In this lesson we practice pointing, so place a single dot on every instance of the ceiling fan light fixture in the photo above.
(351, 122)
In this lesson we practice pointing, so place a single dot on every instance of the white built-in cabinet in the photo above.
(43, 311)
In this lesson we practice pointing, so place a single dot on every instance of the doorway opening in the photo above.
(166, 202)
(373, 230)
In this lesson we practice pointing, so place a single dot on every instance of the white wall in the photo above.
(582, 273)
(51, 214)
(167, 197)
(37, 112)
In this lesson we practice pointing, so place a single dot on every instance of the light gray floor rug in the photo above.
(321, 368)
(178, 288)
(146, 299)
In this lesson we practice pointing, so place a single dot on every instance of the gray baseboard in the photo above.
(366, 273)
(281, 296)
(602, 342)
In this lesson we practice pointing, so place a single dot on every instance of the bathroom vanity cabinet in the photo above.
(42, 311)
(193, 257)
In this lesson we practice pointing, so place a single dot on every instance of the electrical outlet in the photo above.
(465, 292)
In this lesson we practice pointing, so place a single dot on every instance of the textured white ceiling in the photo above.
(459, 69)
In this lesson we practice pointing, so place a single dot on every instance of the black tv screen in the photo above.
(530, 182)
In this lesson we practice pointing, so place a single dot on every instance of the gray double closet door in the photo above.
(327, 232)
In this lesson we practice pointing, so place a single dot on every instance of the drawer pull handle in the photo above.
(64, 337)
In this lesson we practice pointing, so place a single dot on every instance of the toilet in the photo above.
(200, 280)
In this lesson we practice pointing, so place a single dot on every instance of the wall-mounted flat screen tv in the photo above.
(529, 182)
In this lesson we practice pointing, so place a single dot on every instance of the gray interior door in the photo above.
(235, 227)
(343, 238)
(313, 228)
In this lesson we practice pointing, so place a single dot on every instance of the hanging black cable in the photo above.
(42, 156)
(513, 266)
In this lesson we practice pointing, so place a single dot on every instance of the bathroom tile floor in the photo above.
■ ■ ■ ■ ■ ■ ■
Task prompt. Type out the material above once more, exactly.

Result of this task.
In this lesson we practice pointing, so place a single dot on every instance of the ceiling fan light fixture in the photo above.
(351, 122)
In this lesson we practice pointing, so place a single dot on every instance of the white built-in cabinet in the photo above.
(43, 311)
In this lesson we practice pointing, so place a single dot on every instance of the doorway opening in the photo above.
(166, 202)
(373, 230)
In this lesson we practice pointing, so place a single dot on every instance of the white wall in the photo above.
(582, 273)
(51, 214)
(167, 197)
(37, 112)
In this lesson we practice pointing, so place a single dot on every instance of the light gray floor rug in the photo above.
(321, 368)
(178, 288)
(146, 299)
In this lesson we practice pointing, so place a single dot on every instance of the gray baseboard in the photo above.
(366, 273)
(281, 296)
(602, 342)
In this lesson we practice pointing, so place a single dot on every instance of the bathroom vanity cabinet in the photo above.
(42, 311)
(193, 257)
In this lesson we practice pointing, so place a single dot on every instance of the electrical outlet in the photo above.
(465, 292)
In this lesson we practice pointing, so place a single dot on every instance of the textured white ceiling in the photo above.
(459, 69)
In this lesson we practice pointing, so place a single dot on every instance of the black tv screen in the photo above.
(530, 182)
In this lesson we practice pointing, so place a single dot on every instance of the gray double closet door in the photo above.
(327, 232)
In this lesson we practice pointing, so place a single dot on every instance of the drawer pull handle in the photo above.
(64, 337)
In this lesson we practice pointing, so place a single dot on every instance of the toilet in the photo above.
(200, 280)
In this lesson we practice pointing, so place a single dot on every instance of the wall-mounted flat screen tv in the photo above.
(529, 182)
In this lesson we practice pointing, so place a single dot on every instance of the gray interior door in the photo above.
(235, 227)
(343, 238)
(313, 228)
In this lesson we practice pointing, so place a single dot on every instance of the hanging black cable in the photo above.
(42, 156)
(513, 266)
In this lesson we practice pointing, so place a single dot on every instance of the bathroom tile floor in the photo above.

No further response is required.